* Start *
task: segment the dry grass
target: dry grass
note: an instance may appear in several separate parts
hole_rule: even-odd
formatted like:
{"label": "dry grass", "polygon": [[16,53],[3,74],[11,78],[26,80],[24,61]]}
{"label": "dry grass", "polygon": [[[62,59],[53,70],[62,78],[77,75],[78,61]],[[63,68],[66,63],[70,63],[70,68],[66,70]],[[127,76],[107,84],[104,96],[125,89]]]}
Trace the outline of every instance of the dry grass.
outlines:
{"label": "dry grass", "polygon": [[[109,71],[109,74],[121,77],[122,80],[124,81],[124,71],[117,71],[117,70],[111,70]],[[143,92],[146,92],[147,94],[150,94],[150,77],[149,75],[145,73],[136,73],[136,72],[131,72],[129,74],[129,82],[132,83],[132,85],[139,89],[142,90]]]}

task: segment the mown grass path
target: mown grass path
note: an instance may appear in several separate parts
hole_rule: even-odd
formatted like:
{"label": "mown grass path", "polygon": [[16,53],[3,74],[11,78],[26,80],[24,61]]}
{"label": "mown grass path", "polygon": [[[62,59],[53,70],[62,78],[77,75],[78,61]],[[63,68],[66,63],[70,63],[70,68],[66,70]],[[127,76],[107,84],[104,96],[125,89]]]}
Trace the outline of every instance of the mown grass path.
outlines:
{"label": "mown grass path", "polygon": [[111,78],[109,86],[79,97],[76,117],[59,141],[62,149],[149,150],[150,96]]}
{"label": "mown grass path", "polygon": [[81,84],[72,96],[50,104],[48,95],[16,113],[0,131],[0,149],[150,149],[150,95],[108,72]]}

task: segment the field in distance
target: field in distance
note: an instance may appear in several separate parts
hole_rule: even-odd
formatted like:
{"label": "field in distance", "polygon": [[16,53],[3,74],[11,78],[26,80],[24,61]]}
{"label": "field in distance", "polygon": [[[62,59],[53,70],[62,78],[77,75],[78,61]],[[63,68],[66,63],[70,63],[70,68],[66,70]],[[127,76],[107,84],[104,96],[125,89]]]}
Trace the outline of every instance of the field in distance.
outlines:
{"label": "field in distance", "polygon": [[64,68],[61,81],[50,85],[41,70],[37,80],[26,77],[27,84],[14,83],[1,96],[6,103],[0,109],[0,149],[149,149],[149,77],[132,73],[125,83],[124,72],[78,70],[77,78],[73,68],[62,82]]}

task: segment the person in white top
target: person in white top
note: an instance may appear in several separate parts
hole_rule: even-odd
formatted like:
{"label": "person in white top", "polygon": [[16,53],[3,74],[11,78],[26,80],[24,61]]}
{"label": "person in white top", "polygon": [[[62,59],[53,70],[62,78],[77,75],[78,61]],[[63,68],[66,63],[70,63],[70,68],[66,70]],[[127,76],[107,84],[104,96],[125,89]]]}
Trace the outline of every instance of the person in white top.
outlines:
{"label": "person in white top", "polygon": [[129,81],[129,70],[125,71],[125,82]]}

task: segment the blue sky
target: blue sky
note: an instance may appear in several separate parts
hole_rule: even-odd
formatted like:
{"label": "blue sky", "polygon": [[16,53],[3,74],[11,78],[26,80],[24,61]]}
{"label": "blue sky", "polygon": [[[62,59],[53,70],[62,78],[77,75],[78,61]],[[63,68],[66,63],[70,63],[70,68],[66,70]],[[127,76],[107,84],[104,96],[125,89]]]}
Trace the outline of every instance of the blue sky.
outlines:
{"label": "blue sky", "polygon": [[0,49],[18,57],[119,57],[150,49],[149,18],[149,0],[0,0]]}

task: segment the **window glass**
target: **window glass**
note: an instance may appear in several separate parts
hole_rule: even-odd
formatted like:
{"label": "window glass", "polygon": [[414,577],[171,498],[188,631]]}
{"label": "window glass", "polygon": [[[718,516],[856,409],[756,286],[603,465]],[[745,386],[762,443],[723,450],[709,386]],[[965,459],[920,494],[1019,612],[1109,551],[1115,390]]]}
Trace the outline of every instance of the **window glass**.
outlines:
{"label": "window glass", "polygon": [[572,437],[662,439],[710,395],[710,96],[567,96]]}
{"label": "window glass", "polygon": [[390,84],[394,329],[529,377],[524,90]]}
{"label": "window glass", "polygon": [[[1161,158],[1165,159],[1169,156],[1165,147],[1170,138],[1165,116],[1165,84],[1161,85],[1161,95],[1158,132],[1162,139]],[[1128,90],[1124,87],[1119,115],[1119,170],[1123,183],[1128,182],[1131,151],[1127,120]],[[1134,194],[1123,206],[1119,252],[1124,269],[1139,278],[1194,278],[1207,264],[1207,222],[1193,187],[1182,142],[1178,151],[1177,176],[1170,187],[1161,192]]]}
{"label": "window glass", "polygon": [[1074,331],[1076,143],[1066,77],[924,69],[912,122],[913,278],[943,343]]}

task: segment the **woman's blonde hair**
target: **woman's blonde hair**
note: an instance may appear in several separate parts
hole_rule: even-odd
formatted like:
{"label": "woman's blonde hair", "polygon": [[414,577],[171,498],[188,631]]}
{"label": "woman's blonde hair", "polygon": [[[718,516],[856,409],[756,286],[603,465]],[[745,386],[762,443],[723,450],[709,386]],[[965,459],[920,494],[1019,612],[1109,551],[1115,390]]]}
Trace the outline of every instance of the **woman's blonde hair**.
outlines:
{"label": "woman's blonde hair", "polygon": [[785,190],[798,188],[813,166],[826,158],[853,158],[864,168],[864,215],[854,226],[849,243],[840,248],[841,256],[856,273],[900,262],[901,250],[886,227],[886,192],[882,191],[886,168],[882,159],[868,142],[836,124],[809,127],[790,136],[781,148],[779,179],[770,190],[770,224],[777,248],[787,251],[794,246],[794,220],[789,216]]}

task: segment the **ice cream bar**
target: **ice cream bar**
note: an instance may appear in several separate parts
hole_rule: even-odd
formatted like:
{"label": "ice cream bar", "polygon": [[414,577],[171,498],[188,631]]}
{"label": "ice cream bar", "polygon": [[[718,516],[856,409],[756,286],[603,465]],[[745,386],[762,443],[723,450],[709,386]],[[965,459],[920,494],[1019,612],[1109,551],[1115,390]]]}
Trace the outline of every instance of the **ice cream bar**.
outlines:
* End *
> _WORK INSTRUCTIONS_
Collect every line of the entries that contains the word "blue".

> _FULL ANSWER_
task: segment the blue sky
target: blue sky
{"label": "blue sky", "polygon": [[16,53],[3,74],[11,78],[26,80],[24,61]]}
{"label": "blue sky", "polygon": [[[62,59],[53,70],[62,78],[77,75],[78,61]],[[63,68],[66,63],[70,63],[70,68],[66,70]],[[127,76],[107,84],[104,96],[125,89]]]}
Trace the outline of every instance of the blue sky.
{"label": "blue sky", "polygon": [[0,49],[18,57],[119,57],[150,49],[149,18],[149,0],[0,0]]}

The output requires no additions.